▶ [Problem to work on] Please copy the listing below, replacing every "planogram checker" with "shelf auditor" and changing nothing else. Leave the pictures out.

▶ [Material]
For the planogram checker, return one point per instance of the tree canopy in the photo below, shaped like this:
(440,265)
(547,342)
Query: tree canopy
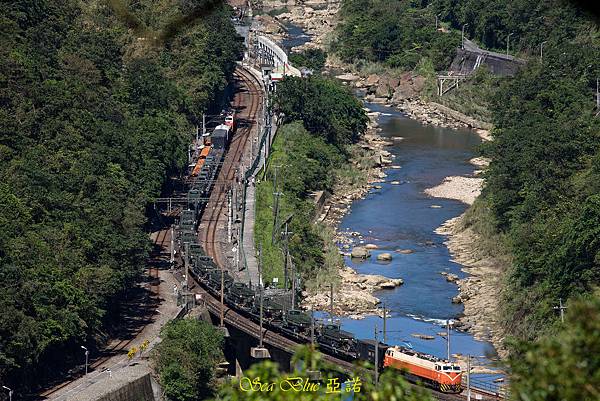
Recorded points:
(93,119)
(186,359)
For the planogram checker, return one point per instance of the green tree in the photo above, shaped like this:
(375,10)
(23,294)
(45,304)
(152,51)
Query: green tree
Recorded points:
(324,106)
(563,365)
(187,357)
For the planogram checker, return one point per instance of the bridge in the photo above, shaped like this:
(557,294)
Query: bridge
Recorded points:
(270,55)
(469,58)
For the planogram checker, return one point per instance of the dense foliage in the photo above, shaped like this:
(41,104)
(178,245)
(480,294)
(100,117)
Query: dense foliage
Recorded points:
(322,119)
(538,370)
(542,185)
(92,121)
(401,33)
(392,386)
(529,23)
(186,359)
(300,163)
(397,33)
(324,106)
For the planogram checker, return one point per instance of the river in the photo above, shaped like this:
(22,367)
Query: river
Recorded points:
(404,217)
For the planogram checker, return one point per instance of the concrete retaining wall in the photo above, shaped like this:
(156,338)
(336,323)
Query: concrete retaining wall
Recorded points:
(471,122)
(465,61)
(130,384)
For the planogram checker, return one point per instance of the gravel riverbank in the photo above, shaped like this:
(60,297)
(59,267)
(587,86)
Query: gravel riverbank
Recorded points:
(479,292)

▶ [Written response]
For the shelf auditor, return one point per instance of the tree canopy in the photo below, shaped like this:
(440,265)
(547,342)
Query: tree canopy
Recorded points:
(93,119)
(186,359)
For the shelf auditor, return one point per instance of the green tree in the photo above, shaped like this:
(375,10)
(23,294)
(45,304)
(152,51)
Query: green tree
Recorded points:
(324,106)
(563,365)
(187,357)
For the shelf auditor, return one point per instance of the bridge in the photo above, shaped like this:
(557,294)
Query: bridge
Recorded points:
(270,55)
(469,58)
For the shelf auditor, return one point per instance of the dense foliage in the photo above, shaped like this:
(41,104)
(178,245)
(480,294)
(100,117)
Query: dense foliage
Recorded points:
(322,119)
(538,370)
(542,185)
(92,121)
(401,33)
(392,386)
(529,23)
(186,359)
(300,163)
(397,33)
(324,106)
For the shelf auditor, return one point per instance of the river in the photo above, shaped like this:
(22,367)
Query: river
Recorded points:
(404,217)
For the shelf auditor, return one point per instance of the concrete retaining wall in the photo above, shaped like this:
(156,338)
(336,323)
Query: concrete retaining wall
Recorded points:
(471,122)
(465,61)
(130,384)
For the shelf auditor, return one point per instance of the gravel riverbank in the photo above, shaped like this:
(60,297)
(59,267)
(587,86)
Query: gravel riverbank
Recorded points:
(479,292)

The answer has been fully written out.